- Try it
Output all of the data below without changing a word, and exclude the pictures.

- Extracted material
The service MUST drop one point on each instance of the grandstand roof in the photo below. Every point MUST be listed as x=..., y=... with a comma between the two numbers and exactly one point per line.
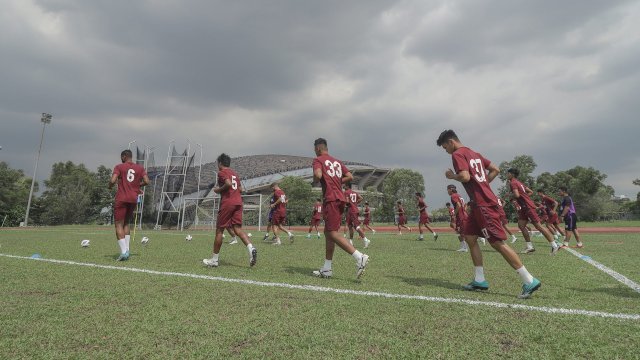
x=257, y=172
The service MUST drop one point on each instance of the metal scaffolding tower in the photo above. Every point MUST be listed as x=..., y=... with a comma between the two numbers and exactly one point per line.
x=172, y=190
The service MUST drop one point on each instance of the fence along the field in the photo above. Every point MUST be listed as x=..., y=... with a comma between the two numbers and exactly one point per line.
x=201, y=213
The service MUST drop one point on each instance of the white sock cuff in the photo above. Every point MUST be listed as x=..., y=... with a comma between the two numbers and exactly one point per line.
x=357, y=255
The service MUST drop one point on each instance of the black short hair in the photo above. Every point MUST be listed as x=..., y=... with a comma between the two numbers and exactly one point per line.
x=446, y=136
x=320, y=141
x=224, y=159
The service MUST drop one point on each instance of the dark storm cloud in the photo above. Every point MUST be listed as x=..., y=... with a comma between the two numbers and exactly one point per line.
x=478, y=33
x=379, y=79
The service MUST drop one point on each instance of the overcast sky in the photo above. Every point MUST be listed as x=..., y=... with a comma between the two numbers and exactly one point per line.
x=558, y=80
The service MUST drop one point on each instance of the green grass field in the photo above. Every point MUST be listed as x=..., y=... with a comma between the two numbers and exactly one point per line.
x=59, y=310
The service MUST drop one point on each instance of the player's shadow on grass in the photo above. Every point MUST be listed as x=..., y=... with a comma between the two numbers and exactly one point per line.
x=299, y=270
x=115, y=257
x=618, y=291
x=428, y=282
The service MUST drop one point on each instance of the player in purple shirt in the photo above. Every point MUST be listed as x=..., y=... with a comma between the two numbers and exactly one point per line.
x=568, y=213
x=475, y=173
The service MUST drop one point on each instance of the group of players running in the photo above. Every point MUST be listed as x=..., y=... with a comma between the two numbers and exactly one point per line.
x=481, y=218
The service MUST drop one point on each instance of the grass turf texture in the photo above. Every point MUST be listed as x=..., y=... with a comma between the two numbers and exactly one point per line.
x=64, y=311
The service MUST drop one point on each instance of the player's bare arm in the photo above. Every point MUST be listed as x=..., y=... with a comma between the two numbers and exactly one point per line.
x=494, y=171
x=348, y=177
x=223, y=188
x=113, y=180
x=463, y=176
x=516, y=193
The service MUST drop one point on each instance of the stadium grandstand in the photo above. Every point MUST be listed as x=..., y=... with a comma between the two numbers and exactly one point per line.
x=257, y=173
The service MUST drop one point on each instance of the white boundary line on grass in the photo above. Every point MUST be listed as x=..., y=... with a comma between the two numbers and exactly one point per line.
x=544, y=309
x=623, y=279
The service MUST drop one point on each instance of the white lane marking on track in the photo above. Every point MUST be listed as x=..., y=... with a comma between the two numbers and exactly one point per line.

- Finished exercise
The service MUST drop one point on each instance of the grandstand roof in the photo below. Every point MUST be listed as x=..., y=... with a comma between the two numbers and exactly one point per line.
x=257, y=172
The service MUST drop one point on each instance of the metal scaffolding tower in the photo above. Every point MUST be listed as x=..., y=... with a comma between the two numbers and exactly one point per line.
x=172, y=190
The service MUST drop one point on each instance of the fence along the field in the photo above. Every point MUST be listed as x=..., y=... with a comma between the two numbers and exactly one point per line.
x=201, y=213
The service MUST drop one point on each instance of the white sock cuff in the photo above. Every point MUST be listed as x=..., y=... with a comma between the two numbers and exactly one point per line.
x=357, y=255
The service MUST drop one point on each instance of the black short hair in the photo above. Every point MUST be listed as x=..., y=... with a comma between the two numbers and exactly one point per line.
x=446, y=136
x=320, y=141
x=224, y=159
The service MUST drop one point on each instance of the dark storm cloud in the photo above. Every point MUST be listed as x=..., y=... with a comma between the two numbers and exactly one point per line.
x=478, y=33
x=379, y=79
The service MUST drop one point on each instance of the overcast sky in the photo above. Every point MUST be listed as x=..., y=... with a comma between the two numbers and exactly one point per line.
x=558, y=80
The service MUST drop one point on each instance of the green grass field in the photo above. Every point MUST be listed as x=..., y=... with a comma between the two numbers and exactly one point per line.
x=59, y=310
The service MUST drop one point on each instance of the player's shadow on grass in the photo above. Every point MUST be listed as x=..., y=... with a comma between the two numbers and exactly one point per line.
x=299, y=270
x=115, y=257
x=618, y=291
x=428, y=282
The service MUST drop one point on each instance of the player in purple shirt in the photo above. Every point MUST be listed as x=..., y=... with a comma between the two numbers and exactly one point per line.
x=568, y=213
x=475, y=173
The service MUST drop one point on each instance of the group of players running in the photo above. Every point MUST be listed as x=..., y=... with a comma between the two numbers and exactly one point per line.
x=481, y=218
The service MUST drop one point on each instance of the grass turf texture in the photo above. Every point MUST be listed as x=..., y=... with a comma between the two numbers and exactly one point per line.
x=64, y=311
The service MUST drop one point on each instance of the player's bare arm in the photo above. Every point MUST be listed as x=..., y=... with a comma between the two numbers and exactly one point per line.
x=494, y=171
x=348, y=177
x=223, y=188
x=113, y=180
x=463, y=176
x=516, y=193
The service MUST drop one point on each instance of the stadium grandstand in the photo above. Every point MUST be listed as x=..., y=... with a comma between the two numbers and exactly one point per line.
x=257, y=173
The service MUST drop one point on each instance of the white boundary line on grass in the photo above. Every point MUST be listed as x=..., y=... with a comma between the two numbers and exactly one point per line.
x=544, y=309
x=623, y=279
The service MUST drop one point on each instance of the white lane marking on track in the photo above. Every point MUST be listed as x=..., y=... with a comma between the two numbers and exactly one point per line.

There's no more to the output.